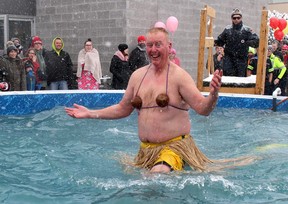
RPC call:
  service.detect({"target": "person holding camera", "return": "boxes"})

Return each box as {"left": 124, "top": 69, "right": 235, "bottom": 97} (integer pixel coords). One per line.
{"left": 11, "top": 38, "right": 24, "bottom": 59}
{"left": 0, "top": 45, "right": 26, "bottom": 91}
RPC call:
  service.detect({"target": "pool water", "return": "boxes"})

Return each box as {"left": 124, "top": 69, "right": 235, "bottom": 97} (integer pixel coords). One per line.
{"left": 0, "top": 107, "right": 288, "bottom": 204}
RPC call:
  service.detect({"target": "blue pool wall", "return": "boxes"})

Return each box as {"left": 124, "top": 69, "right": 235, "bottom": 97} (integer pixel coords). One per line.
{"left": 0, "top": 90, "right": 287, "bottom": 115}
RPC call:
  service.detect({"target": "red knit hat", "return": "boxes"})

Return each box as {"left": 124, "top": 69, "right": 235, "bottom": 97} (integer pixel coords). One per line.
{"left": 137, "top": 35, "right": 146, "bottom": 43}
{"left": 31, "top": 36, "right": 42, "bottom": 47}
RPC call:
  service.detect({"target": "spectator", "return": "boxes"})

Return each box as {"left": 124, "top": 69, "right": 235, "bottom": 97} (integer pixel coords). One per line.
{"left": 206, "top": 46, "right": 224, "bottom": 74}
{"left": 2, "top": 41, "right": 15, "bottom": 56}
{"left": 77, "top": 38, "right": 102, "bottom": 90}
{"left": 272, "top": 40, "right": 283, "bottom": 61}
{"left": 0, "top": 45, "right": 26, "bottom": 91}
{"left": 268, "top": 45, "right": 287, "bottom": 96}
{"left": 110, "top": 43, "right": 130, "bottom": 90}
{"left": 246, "top": 47, "right": 257, "bottom": 76}
{"left": 11, "top": 37, "right": 24, "bottom": 59}
{"left": 23, "top": 48, "right": 41, "bottom": 91}
{"left": 214, "top": 8, "right": 259, "bottom": 77}
{"left": 31, "top": 36, "right": 47, "bottom": 90}
{"left": 246, "top": 47, "right": 274, "bottom": 95}
{"left": 169, "top": 48, "right": 181, "bottom": 66}
{"left": 281, "top": 44, "right": 288, "bottom": 68}
{"left": 129, "top": 35, "right": 149, "bottom": 73}
{"left": 45, "top": 37, "right": 74, "bottom": 90}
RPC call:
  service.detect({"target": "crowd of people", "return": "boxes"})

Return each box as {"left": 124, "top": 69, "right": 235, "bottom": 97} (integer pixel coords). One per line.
{"left": 1, "top": 7, "right": 287, "bottom": 96}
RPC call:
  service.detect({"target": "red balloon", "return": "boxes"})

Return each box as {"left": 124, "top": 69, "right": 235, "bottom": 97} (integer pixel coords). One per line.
{"left": 278, "top": 19, "right": 287, "bottom": 31}
{"left": 270, "top": 17, "right": 279, "bottom": 29}
{"left": 274, "top": 29, "right": 284, "bottom": 41}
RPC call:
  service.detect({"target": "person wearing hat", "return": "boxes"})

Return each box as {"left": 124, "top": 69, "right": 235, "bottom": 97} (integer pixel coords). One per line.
{"left": 11, "top": 37, "right": 24, "bottom": 59}
{"left": 30, "top": 35, "right": 48, "bottom": 90}
{"left": 0, "top": 45, "right": 26, "bottom": 91}
{"left": 129, "top": 35, "right": 150, "bottom": 73}
{"left": 214, "top": 8, "right": 259, "bottom": 77}
{"left": 246, "top": 46, "right": 273, "bottom": 95}
{"left": 110, "top": 43, "right": 131, "bottom": 89}
{"left": 268, "top": 44, "right": 287, "bottom": 96}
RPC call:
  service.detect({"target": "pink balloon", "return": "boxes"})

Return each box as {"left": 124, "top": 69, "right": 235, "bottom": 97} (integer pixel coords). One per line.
{"left": 154, "top": 21, "right": 167, "bottom": 29}
{"left": 166, "top": 16, "right": 179, "bottom": 33}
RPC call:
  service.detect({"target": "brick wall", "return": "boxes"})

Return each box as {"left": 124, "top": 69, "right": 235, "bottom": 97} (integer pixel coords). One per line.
{"left": 36, "top": 0, "right": 269, "bottom": 80}
{"left": 0, "top": 0, "right": 36, "bottom": 16}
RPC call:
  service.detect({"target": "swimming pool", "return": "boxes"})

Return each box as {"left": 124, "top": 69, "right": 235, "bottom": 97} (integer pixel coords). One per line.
{"left": 1, "top": 106, "right": 288, "bottom": 204}
{"left": 0, "top": 91, "right": 288, "bottom": 203}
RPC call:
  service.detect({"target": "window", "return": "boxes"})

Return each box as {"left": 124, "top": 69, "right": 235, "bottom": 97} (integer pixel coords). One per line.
{"left": 9, "top": 18, "right": 33, "bottom": 50}
{"left": 0, "top": 15, "right": 35, "bottom": 55}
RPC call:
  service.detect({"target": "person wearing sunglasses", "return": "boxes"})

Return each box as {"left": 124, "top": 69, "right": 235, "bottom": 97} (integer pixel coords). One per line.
{"left": 214, "top": 8, "right": 259, "bottom": 77}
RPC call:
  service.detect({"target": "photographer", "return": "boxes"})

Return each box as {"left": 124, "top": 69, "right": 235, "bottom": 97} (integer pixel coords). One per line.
{"left": 11, "top": 38, "right": 24, "bottom": 59}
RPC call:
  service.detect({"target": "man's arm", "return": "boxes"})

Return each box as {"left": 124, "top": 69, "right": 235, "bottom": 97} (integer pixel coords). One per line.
{"left": 179, "top": 69, "right": 222, "bottom": 116}
{"left": 65, "top": 72, "right": 137, "bottom": 119}
{"left": 246, "top": 27, "right": 259, "bottom": 48}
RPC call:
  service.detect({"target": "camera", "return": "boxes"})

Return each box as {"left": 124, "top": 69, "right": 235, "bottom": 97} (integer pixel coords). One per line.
{"left": 0, "top": 67, "right": 9, "bottom": 82}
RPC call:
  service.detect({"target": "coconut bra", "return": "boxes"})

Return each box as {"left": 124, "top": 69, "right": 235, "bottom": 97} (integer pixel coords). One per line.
{"left": 130, "top": 63, "right": 189, "bottom": 111}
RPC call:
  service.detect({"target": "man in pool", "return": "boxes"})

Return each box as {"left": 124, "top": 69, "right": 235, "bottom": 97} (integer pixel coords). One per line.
{"left": 65, "top": 27, "right": 222, "bottom": 173}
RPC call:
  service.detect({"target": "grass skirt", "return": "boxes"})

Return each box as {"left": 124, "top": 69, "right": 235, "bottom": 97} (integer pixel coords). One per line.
{"left": 128, "top": 135, "right": 259, "bottom": 172}
{"left": 133, "top": 135, "right": 212, "bottom": 171}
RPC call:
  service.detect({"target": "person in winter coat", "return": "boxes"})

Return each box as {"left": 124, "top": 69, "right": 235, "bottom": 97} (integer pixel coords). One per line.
{"left": 110, "top": 43, "right": 131, "bottom": 90}
{"left": 77, "top": 38, "right": 102, "bottom": 90}
{"left": 45, "top": 37, "right": 74, "bottom": 90}
{"left": 30, "top": 36, "right": 48, "bottom": 90}
{"left": 214, "top": 8, "right": 259, "bottom": 77}
{"left": 0, "top": 45, "right": 26, "bottom": 91}
{"left": 129, "top": 35, "right": 149, "bottom": 73}
{"left": 23, "top": 48, "right": 41, "bottom": 90}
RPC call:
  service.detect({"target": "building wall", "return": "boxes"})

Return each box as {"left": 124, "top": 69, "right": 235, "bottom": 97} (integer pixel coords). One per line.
{"left": 36, "top": 0, "right": 269, "bottom": 80}
{"left": 0, "top": 0, "right": 36, "bottom": 16}
{"left": 268, "top": 3, "right": 288, "bottom": 13}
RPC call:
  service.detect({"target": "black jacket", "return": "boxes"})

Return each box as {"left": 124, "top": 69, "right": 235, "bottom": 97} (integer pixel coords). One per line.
{"left": 45, "top": 50, "right": 73, "bottom": 85}
{"left": 129, "top": 46, "right": 149, "bottom": 72}
{"left": 110, "top": 54, "right": 130, "bottom": 90}
{"left": 215, "top": 22, "right": 259, "bottom": 59}
{"left": 0, "top": 55, "right": 26, "bottom": 91}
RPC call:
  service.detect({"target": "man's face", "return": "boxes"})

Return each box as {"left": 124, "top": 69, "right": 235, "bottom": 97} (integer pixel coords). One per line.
{"left": 146, "top": 31, "right": 171, "bottom": 67}
{"left": 138, "top": 40, "right": 146, "bottom": 48}
{"left": 55, "top": 39, "right": 62, "bottom": 50}
{"left": 272, "top": 43, "right": 278, "bottom": 52}
{"left": 33, "top": 42, "right": 42, "bottom": 51}
{"left": 14, "top": 40, "right": 20, "bottom": 46}
{"left": 216, "top": 46, "right": 224, "bottom": 55}
{"left": 231, "top": 15, "right": 242, "bottom": 25}
{"left": 267, "top": 49, "right": 273, "bottom": 56}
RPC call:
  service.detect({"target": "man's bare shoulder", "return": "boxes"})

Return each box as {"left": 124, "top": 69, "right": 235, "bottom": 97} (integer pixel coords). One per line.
{"left": 170, "top": 63, "right": 192, "bottom": 80}
{"left": 130, "top": 65, "right": 149, "bottom": 79}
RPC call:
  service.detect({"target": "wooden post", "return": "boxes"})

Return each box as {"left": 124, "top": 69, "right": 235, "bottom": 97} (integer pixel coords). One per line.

+--

Assignment
The answer must be every line of the entries that includes the word "wall".

Output for this task
  service.detect({"target": "blue pool wall", "return": "boxes"})
  service.detect({"target": "brick wall", "return": "boxes"})
  service.detect({"target": "building wall", "return": "boxes"})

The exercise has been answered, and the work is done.